Labour's pro-Brexit stance is not preventing it from winning the support of Remainers. Will that change?

More than a year after the UK voted for Brexit, there has been little sign of buyer's remorse. The public, including around a third of Remainers, are largely of the view that the government should "get on with it".

But as real wages are squeezed (owing to the Brexit-linked inflationary spike) there are tentative signs that the mood is changing. In the event of a second referendum, an Opinium/Observer poll found, 47 per cent would vote Remain, compared to 44 per cent for Leave. Support for a repeat vote is also increasing. Forty one per cent of the public now favour a second referendum (with 48 per cent opposed), compared to 33 per cent last December. 

The Liberal Democrats have made halting Brexit their raison d'être. But as public opinion turns, there is no sign they are benefiting. Since the election, Vince Cable's party has yet to exceed single figures in the polls, scoring a lowly 6 per cent in the Opinium survey (down from 7.4 per cent at the election). 

What accounts for this disparity? After their near-extinction in 2015, the Lib Dems remain either toxic or irrelevant to many voters. Labour, by contrast, despite its pro-Brexit stance, has hoovered up Remainers (55 per cent back Jeremy Corbyn's party). 

In some cases, this reflects voters' other priorities. Remainers are prepared to support Labour on account of the party's stances on austerity, housing and education. Corbyn, meanwhile, is a eurosceptic whose internationalism and pro-migration reputation endear him to EU supporters. Other Remainers rewarded Labour MPs who voted against Article 50, rebelling against the leadership's stance. 

But the trend also partly reflects ignorance. By saying little on the subject of Brexit, Corbyn and Labour allowed Remainers to assume the best. Though there is little evidence that voters will abandon Corbyn over his EU stance, the potential exists.

Assignment
Quote the stretch of the Labour and Remainers article from "But as real" through "cent last December.".

[Point localization data]
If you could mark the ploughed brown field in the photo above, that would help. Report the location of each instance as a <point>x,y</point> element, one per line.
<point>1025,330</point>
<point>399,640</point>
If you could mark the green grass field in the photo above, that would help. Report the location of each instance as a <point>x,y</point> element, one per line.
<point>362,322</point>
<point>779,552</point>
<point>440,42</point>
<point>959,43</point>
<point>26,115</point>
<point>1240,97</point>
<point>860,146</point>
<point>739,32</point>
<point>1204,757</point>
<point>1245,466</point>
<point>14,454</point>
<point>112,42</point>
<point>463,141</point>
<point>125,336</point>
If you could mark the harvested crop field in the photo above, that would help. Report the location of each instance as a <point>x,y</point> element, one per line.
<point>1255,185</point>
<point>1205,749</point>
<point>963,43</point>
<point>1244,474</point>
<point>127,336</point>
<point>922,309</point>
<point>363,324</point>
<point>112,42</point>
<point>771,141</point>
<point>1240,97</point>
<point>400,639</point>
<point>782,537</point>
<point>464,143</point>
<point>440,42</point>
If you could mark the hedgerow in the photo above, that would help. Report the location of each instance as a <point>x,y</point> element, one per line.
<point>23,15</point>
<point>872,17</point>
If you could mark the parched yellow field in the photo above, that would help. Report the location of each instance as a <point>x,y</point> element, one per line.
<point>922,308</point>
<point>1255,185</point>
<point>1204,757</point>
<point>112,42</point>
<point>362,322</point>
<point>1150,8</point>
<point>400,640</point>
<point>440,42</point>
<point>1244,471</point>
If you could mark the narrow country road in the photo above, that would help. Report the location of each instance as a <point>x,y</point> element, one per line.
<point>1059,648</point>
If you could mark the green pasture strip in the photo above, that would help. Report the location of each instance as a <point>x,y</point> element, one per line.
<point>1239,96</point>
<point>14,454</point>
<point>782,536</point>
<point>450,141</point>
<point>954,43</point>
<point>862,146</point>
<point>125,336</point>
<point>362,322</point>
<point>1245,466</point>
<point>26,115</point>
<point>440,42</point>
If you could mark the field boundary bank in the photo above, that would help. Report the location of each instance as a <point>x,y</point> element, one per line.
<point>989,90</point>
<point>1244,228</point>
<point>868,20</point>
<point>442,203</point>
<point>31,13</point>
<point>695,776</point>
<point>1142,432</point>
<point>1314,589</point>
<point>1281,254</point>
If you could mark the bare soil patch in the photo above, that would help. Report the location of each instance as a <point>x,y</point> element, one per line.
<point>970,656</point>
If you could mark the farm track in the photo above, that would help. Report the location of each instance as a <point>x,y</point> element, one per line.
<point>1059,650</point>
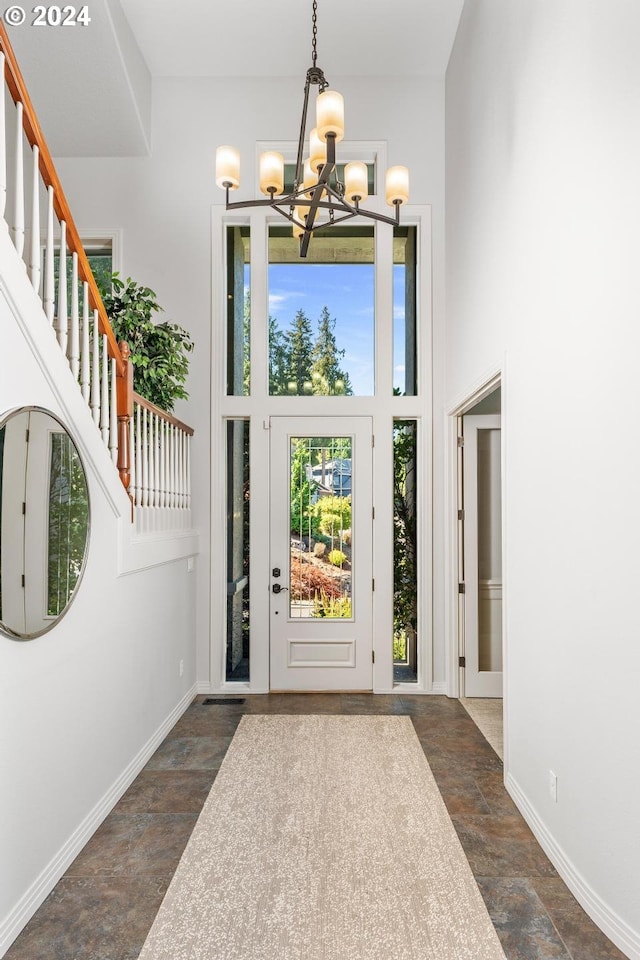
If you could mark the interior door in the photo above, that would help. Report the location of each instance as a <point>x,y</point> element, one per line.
<point>482,557</point>
<point>321,553</point>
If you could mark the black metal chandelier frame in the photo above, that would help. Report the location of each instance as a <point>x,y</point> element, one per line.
<point>324,195</point>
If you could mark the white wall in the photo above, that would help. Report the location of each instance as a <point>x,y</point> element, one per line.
<point>80,705</point>
<point>164,205</point>
<point>543,206</point>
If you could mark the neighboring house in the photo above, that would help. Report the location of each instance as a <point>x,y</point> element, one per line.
<point>333,478</point>
<point>524,150</point>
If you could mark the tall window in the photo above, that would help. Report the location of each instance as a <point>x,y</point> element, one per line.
<point>238,494</point>
<point>321,314</point>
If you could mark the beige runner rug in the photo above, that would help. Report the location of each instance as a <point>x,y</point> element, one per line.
<point>323,838</point>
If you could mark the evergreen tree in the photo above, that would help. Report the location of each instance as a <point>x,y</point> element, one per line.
<point>327,376</point>
<point>299,344</point>
<point>278,360</point>
<point>303,518</point>
<point>246,345</point>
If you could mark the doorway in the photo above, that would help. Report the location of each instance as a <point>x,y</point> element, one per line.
<point>321,553</point>
<point>480,548</point>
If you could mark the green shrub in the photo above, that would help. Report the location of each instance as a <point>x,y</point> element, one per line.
<point>158,350</point>
<point>338,608</point>
<point>334,514</point>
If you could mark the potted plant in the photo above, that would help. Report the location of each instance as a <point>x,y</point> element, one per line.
<point>159,351</point>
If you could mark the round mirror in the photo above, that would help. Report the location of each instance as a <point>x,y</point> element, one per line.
<point>44,522</point>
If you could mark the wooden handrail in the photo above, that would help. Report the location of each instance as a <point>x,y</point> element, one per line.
<point>118,352</point>
<point>173,421</point>
<point>33,132</point>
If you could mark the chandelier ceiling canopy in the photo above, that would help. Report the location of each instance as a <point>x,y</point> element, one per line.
<point>317,192</point>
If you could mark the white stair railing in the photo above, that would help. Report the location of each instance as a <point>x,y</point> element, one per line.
<point>149,447</point>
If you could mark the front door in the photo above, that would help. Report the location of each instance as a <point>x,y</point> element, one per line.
<point>482,556</point>
<point>321,561</point>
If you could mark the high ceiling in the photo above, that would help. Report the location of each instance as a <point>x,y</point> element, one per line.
<point>261,38</point>
<point>92,85</point>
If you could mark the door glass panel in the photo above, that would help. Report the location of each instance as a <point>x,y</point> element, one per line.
<point>404,311</point>
<point>68,523</point>
<point>320,527</point>
<point>321,313</point>
<point>405,552</point>
<point>238,499</point>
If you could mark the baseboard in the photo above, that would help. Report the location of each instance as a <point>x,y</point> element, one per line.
<point>610,923</point>
<point>17,919</point>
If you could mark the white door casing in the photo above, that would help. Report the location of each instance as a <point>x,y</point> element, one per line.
<point>482,557</point>
<point>321,653</point>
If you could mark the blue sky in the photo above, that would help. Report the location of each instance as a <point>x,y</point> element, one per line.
<point>348,291</point>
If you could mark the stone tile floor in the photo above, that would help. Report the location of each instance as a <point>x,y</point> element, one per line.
<point>104,905</point>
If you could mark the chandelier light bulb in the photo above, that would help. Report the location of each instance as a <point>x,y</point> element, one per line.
<point>320,176</point>
<point>299,213</point>
<point>397,185</point>
<point>330,115</point>
<point>317,151</point>
<point>310,178</point>
<point>227,167</point>
<point>356,181</point>
<point>271,173</point>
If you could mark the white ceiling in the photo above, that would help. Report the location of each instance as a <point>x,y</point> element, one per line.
<point>258,38</point>
<point>92,86</point>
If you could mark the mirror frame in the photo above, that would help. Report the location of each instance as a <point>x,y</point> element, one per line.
<point>6,631</point>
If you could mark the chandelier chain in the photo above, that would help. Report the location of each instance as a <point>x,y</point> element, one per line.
<point>315,32</point>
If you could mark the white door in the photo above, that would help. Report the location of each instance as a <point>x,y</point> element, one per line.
<point>321,553</point>
<point>482,557</point>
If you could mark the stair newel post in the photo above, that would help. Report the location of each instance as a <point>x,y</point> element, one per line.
<point>3,144</point>
<point>124,395</point>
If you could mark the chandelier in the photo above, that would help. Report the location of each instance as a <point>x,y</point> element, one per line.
<point>317,191</point>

Exercise answer
But as real wages are squeezed (owing to the Brexit-linked inflationary spike) there are tentative signs that the mood is changing. In the event of a second referendum, an Opinium/Observer poll found, 47 per cent would vote Remain, compared to 44 per cent for Leave. Support for a repeat vote is also increasing. Forty one per cent of the public now favour a second referendum (with 48 per cent opposed), compared to 33 per cent last December.